> **Data to process**
------------------------

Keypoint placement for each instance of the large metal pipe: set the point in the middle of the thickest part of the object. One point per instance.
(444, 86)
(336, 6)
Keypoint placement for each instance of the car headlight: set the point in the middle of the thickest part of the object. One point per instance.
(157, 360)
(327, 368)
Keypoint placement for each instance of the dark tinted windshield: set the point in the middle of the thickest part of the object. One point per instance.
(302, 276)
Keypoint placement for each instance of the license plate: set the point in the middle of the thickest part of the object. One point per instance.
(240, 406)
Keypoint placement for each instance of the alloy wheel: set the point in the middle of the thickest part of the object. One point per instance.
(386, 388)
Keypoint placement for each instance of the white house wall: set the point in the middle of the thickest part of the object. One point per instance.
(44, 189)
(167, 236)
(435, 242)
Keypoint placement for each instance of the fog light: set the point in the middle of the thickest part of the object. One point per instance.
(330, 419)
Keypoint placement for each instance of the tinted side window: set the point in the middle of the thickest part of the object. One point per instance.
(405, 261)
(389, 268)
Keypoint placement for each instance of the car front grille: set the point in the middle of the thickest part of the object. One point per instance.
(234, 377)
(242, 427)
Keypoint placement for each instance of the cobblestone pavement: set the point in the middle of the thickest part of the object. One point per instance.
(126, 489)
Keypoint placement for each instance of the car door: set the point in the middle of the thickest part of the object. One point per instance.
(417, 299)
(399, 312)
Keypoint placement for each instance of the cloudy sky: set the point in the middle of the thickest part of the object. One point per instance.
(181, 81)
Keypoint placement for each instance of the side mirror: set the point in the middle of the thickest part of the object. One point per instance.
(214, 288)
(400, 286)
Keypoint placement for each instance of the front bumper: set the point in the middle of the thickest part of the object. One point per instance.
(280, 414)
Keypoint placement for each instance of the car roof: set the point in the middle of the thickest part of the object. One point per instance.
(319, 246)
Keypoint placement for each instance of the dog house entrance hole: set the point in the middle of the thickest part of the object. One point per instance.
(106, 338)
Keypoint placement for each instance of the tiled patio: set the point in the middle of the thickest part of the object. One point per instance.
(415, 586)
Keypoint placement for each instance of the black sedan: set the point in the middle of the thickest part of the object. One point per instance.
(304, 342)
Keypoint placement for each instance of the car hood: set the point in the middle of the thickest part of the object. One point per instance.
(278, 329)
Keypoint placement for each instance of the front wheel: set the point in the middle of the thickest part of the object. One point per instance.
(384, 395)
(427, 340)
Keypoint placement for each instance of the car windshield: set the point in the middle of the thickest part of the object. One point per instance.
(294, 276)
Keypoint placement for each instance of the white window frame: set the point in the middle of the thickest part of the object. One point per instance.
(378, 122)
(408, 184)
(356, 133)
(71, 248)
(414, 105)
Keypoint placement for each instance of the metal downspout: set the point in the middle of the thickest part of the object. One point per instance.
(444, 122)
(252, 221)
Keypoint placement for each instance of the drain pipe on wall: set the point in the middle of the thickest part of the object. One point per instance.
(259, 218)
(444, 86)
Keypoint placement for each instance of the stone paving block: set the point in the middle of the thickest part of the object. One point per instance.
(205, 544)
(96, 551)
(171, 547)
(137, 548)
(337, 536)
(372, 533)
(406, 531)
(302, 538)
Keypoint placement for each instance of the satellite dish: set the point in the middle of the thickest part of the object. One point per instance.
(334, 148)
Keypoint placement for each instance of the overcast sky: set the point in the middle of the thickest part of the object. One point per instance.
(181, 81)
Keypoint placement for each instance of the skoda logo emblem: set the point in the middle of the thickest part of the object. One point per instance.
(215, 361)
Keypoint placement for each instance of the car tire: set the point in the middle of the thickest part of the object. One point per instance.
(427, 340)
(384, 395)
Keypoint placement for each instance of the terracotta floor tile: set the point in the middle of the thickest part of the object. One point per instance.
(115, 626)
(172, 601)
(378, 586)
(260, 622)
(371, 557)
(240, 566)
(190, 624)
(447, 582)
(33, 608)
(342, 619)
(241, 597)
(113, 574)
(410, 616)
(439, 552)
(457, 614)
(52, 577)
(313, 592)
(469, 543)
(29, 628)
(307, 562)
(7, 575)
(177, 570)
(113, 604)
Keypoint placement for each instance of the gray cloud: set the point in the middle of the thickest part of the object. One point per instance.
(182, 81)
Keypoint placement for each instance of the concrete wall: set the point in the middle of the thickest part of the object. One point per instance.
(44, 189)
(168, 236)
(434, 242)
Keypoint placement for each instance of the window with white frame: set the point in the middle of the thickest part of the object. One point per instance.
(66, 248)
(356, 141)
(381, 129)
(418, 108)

------------------------

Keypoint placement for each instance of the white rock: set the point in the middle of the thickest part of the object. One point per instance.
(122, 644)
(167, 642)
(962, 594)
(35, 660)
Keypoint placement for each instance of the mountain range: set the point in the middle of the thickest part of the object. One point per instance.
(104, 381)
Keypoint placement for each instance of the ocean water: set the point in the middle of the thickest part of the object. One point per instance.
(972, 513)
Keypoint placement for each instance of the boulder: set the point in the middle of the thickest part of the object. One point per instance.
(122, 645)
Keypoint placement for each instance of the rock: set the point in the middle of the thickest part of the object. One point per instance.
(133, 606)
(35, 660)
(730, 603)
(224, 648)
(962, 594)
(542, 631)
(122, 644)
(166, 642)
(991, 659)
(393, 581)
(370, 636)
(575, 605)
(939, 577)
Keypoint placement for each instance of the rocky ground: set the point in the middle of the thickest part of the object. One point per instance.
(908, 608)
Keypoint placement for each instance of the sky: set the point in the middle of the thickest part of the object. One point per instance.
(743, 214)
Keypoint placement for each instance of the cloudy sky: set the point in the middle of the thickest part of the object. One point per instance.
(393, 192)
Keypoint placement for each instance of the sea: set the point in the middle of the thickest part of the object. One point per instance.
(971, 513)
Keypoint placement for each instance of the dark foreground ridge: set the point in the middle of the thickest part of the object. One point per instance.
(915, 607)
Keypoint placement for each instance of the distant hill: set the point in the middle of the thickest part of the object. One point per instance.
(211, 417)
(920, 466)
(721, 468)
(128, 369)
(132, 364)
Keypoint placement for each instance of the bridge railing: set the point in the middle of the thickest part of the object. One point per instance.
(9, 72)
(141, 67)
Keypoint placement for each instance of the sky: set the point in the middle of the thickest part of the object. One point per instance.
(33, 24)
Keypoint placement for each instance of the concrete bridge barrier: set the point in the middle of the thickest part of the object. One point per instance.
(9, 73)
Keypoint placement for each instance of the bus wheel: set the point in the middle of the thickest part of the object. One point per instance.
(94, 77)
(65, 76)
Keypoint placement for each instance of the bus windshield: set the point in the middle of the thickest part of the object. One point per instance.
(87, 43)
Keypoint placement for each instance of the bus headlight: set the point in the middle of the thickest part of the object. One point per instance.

------------------------

> **What the task requires**
What you return must be an exact retyping of the lines above starting at the line with "Keypoint placement for each instance of the bus windshield: set" and ending at the line with "Keypoint placement for each instance of the bus headlight: set", and nothing besides.

> **Exercise answer**
Keypoint placement for each instance of the bus windshield: set the point in the middle of the thickest part of the object. One point per instance.
(87, 43)
Keypoint placement for each instance of the bus headlight: set the point in the middle of the thickest part of the object. One point per instance.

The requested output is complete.